**WHAT THE TASK ASKS**
Repeat the following lines exactly and nothing else: the line containing "Target — ear" and each line after it through the end of the listing.

**DATA LINES**
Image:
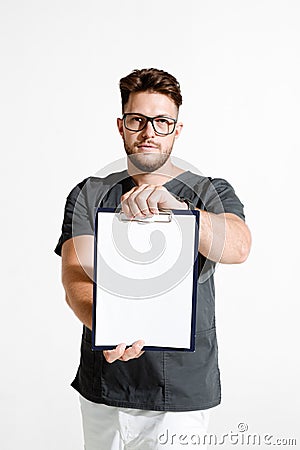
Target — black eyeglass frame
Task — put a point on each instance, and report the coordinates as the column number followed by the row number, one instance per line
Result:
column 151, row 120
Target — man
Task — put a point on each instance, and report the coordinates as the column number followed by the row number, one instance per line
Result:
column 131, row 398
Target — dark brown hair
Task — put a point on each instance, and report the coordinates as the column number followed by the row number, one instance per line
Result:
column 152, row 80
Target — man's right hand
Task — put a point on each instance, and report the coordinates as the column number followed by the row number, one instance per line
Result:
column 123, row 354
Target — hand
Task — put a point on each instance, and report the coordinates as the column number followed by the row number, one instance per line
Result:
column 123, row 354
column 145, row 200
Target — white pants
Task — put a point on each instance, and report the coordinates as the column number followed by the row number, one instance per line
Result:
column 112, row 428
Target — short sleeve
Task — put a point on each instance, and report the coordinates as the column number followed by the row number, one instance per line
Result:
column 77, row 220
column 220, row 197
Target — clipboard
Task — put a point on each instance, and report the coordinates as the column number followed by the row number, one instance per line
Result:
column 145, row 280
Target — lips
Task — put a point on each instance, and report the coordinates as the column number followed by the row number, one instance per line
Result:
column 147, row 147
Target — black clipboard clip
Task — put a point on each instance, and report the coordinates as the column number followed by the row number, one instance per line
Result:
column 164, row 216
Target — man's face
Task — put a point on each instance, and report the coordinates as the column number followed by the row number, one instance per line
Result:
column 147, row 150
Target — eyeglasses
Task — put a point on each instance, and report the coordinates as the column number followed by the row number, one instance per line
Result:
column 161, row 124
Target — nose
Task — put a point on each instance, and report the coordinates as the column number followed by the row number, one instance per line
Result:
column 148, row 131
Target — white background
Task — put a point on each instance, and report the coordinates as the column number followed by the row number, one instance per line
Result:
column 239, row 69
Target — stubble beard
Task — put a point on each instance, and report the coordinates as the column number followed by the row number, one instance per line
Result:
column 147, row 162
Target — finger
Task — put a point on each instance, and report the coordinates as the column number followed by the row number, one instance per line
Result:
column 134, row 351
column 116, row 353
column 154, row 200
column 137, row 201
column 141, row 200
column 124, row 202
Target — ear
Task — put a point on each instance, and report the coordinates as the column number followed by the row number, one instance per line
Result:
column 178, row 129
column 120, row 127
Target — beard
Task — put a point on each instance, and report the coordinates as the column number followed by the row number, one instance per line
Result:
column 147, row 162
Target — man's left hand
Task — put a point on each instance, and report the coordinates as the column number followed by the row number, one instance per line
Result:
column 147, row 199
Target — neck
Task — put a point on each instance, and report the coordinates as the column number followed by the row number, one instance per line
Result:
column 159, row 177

**EXPECTED ANSWER**
Target — ear
Task — put a point on each instance, and report the coordinates as the column number followed by the row number, one instance per line
Result:
column 178, row 129
column 120, row 127
Target — beard
Task — put a point on each instance, and report the coordinates as the column number followed by the row number, one instance per line
Result:
column 147, row 162
Target — man's left hand
Task — put a point on each instance, and report the coordinates as the column number followed by the row number, one instance per line
Result:
column 147, row 199
Target — neck
Task — put a point on each instance, and report the coordinates as the column number followed by the row number, one instance per line
Result:
column 159, row 177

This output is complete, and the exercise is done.